- **RECORDS FOR THE TASK**
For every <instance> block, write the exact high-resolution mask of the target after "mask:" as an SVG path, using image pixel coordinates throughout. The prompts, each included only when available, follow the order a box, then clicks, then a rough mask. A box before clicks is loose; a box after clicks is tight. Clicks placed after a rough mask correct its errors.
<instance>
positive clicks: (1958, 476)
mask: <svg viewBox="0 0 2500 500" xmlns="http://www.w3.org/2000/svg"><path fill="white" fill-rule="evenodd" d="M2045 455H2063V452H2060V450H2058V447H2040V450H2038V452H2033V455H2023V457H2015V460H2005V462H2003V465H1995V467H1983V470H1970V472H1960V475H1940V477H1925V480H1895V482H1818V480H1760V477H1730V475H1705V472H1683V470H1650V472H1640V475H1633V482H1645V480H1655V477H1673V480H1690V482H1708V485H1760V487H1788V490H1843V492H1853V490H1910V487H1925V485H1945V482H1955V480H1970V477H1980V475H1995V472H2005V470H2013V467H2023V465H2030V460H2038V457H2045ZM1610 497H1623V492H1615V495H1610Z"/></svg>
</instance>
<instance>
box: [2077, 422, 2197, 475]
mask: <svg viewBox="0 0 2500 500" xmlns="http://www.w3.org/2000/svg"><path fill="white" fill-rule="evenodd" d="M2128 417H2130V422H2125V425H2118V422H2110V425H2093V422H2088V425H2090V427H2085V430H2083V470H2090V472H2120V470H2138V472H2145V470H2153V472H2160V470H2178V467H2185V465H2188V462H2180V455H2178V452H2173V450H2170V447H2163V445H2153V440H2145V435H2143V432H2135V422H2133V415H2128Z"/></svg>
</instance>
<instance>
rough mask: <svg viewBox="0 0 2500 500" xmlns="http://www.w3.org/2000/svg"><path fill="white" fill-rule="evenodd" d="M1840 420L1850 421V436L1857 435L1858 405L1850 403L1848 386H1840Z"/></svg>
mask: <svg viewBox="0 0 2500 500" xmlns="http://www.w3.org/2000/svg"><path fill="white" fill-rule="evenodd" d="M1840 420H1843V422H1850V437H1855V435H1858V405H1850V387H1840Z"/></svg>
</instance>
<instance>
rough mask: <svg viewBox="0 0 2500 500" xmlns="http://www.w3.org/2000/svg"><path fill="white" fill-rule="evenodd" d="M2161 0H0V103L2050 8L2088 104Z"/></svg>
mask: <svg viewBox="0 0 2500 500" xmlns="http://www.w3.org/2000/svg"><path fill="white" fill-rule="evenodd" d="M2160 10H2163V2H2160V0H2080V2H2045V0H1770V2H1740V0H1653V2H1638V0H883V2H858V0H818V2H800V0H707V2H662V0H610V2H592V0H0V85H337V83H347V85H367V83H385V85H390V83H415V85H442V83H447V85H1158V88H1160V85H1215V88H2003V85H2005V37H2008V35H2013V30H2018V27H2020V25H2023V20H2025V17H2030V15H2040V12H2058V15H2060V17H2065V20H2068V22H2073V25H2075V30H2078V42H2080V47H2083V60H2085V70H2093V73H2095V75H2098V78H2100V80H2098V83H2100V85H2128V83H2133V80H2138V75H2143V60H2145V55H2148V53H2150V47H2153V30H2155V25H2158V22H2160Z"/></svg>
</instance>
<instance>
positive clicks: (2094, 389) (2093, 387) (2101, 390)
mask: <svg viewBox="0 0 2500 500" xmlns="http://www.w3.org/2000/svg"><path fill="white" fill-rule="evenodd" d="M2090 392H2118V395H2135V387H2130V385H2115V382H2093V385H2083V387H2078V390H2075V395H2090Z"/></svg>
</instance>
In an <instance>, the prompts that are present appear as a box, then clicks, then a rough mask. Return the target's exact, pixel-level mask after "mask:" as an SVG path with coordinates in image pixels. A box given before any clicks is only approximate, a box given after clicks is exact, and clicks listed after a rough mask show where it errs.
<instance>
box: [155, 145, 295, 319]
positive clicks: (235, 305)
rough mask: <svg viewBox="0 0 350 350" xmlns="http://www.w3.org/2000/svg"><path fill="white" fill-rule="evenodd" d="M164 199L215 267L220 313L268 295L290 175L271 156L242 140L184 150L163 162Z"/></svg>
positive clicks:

- **TASK PROMPT**
Whatever appears in the records must be returned exactly.

- **TASK OUTPUT**
For every <instance> block, write the exact high-resolution mask of the target after "mask:" as an SVG path, using image pixel coordinates throughout. The prompts, each included only when available, follow the order a box, then clicks, then a rough mask. A box before clicks is loose; a box after clicks is tight. Clicks placed after a rough mask correct its errors.
<instance>
positive clicks: (1958, 476)
mask: <svg viewBox="0 0 2500 500" xmlns="http://www.w3.org/2000/svg"><path fill="white" fill-rule="evenodd" d="M2045 455H2063V452H2060V450H2058V447H2040V450H2038V452H2033V455H2023V457H2015V460H2005V462H2003V465H1995V467H1983V470H1970V472H1960V475H1940V477H1925V480H1895V482H1818V480H1760V477H1730V475H1705V472H1683V470H1650V472H1640V475H1633V482H1645V480H1655V477H1673V480H1690V482H1708V485H1760V487H1788V490H1843V492H1853V490H1910V487H1925V485H1945V482H1955V480H1970V477H1980V475H1995V472H2005V470H2013V467H2023V465H2030V460H2038V457H2045ZM1610 497H1623V492H1615V495H1610Z"/></svg>
</instance>
<instance>
box: [2077, 422, 2197, 475]
mask: <svg viewBox="0 0 2500 500" xmlns="http://www.w3.org/2000/svg"><path fill="white" fill-rule="evenodd" d="M2128 417H2130V422H2125V425H2118V422H2110V425H2093V422H2088V425H2090V427H2085V430H2083V470H2090V472H2120V470H2138V472H2145V470H2153V472H2160V470H2178V467H2185V465H2188V462H2180V455H2178V452H2173V450H2170V447H2163V445H2153V440H2145V435H2143V432H2135V422H2133V415H2128Z"/></svg>
</instance>
<instance>
rough mask: <svg viewBox="0 0 2500 500" xmlns="http://www.w3.org/2000/svg"><path fill="white" fill-rule="evenodd" d="M1840 420L1850 421V436L1857 435L1858 405L1850 403L1848 386H1840Z"/></svg>
mask: <svg viewBox="0 0 2500 500" xmlns="http://www.w3.org/2000/svg"><path fill="white" fill-rule="evenodd" d="M1840 420H1843V422H1850V437H1855V435H1858V405H1850V387H1840Z"/></svg>
</instance>
<instance>
rough mask: <svg viewBox="0 0 2500 500" xmlns="http://www.w3.org/2000/svg"><path fill="white" fill-rule="evenodd" d="M2161 0H0V103L2050 8L2088 104Z"/></svg>
mask: <svg viewBox="0 0 2500 500" xmlns="http://www.w3.org/2000/svg"><path fill="white" fill-rule="evenodd" d="M2160 10H2163V2H2160V0H2080V2H2045V0H1770V2H1740V0H1653V2H1638V0H883V2H858V0H818V2H800V0H707V2H662V0H610V2H592V0H0V85H337V83H347V85H367V83H385V85H390V83H415V85H442V83H447V85H1158V88H1160V85H1215V88H2003V85H2005V37H2008V35H2013V30H2018V27H2020V25H2023V20H2025V17H2030V15H2040V12H2058V15H2060V17H2065V20H2068V22H2073V25H2075V30H2078V42H2080V47H2083V60H2085V70H2093V73H2095V75H2098V78H2100V80H2098V83H2100V85H2128V83H2133V80H2138V75H2143V60H2145V55H2148V53H2150V47H2153V30H2155V25H2158V22H2160Z"/></svg>
</instance>
<instance>
positive clicks: (2094, 389) (2093, 387) (2101, 390)
mask: <svg viewBox="0 0 2500 500" xmlns="http://www.w3.org/2000/svg"><path fill="white" fill-rule="evenodd" d="M2090 392H2118V395H2135V387H2130V385H2115V382H2093V385H2083V387H2078V390H2075V395H2090Z"/></svg>
</instance>
In an <instance>, the prompts that are present appear as a box, then clicks, then a rough mask. Return the target's exact, pixel-level mask after "mask:" as an SVG path with coordinates in image pixels. A box given before any clicks is only approximate, a box given after clicks is exact, and clicks listed after a rough mask show where it errs.
<instance>
box: [155, 145, 295, 319]
positive clicks: (235, 305)
rough mask: <svg viewBox="0 0 350 350" xmlns="http://www.w3.org/2000/svg"><path fill="white" fill-rule="evenodd" d="M164 199L215 267L220 313L268 295L290 175L271 156L242 140L184 150L163 162Z"/></svg>
positive clicks:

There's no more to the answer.